Goal of the exercise: Count the lines in the data below that contain the string "white", with uppercase and lowercase treated as distinct. Give only the number.
>> start Records for the exercise
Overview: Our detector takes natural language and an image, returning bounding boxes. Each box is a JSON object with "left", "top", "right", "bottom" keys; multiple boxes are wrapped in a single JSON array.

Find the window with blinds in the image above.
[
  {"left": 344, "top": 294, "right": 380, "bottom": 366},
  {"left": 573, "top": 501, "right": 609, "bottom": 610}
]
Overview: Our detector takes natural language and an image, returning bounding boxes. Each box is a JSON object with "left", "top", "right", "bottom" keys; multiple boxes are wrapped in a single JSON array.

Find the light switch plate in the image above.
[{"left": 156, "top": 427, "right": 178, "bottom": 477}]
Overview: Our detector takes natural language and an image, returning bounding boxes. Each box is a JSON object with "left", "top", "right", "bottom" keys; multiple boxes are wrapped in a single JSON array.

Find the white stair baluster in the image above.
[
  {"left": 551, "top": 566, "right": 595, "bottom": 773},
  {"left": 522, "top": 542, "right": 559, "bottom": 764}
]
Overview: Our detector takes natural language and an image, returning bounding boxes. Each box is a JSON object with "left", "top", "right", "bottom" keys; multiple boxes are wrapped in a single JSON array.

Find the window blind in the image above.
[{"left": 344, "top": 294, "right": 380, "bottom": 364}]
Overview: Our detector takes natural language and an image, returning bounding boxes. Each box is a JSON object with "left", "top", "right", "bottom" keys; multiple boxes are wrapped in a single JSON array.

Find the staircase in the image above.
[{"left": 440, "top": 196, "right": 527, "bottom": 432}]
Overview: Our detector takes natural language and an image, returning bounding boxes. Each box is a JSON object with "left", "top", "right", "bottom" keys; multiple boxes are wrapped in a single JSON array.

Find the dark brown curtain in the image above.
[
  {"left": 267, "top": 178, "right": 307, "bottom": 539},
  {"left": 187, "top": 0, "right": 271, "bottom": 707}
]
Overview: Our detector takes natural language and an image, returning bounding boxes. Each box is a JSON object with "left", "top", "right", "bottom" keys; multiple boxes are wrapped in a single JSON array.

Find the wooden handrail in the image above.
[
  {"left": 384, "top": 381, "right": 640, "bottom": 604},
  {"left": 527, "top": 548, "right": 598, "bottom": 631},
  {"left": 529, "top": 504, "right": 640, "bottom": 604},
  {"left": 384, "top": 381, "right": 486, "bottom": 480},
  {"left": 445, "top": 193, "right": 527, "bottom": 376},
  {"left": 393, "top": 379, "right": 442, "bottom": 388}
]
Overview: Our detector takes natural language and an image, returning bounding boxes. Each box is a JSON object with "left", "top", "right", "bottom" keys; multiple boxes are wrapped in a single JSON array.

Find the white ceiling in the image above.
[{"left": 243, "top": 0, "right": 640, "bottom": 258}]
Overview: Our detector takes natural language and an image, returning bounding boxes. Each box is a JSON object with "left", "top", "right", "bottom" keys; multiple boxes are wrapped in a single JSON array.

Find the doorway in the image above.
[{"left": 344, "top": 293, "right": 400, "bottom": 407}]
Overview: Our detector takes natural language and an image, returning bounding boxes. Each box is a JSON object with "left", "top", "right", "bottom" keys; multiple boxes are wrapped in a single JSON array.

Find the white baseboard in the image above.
>> end Records for the exercise
Solved problem: 3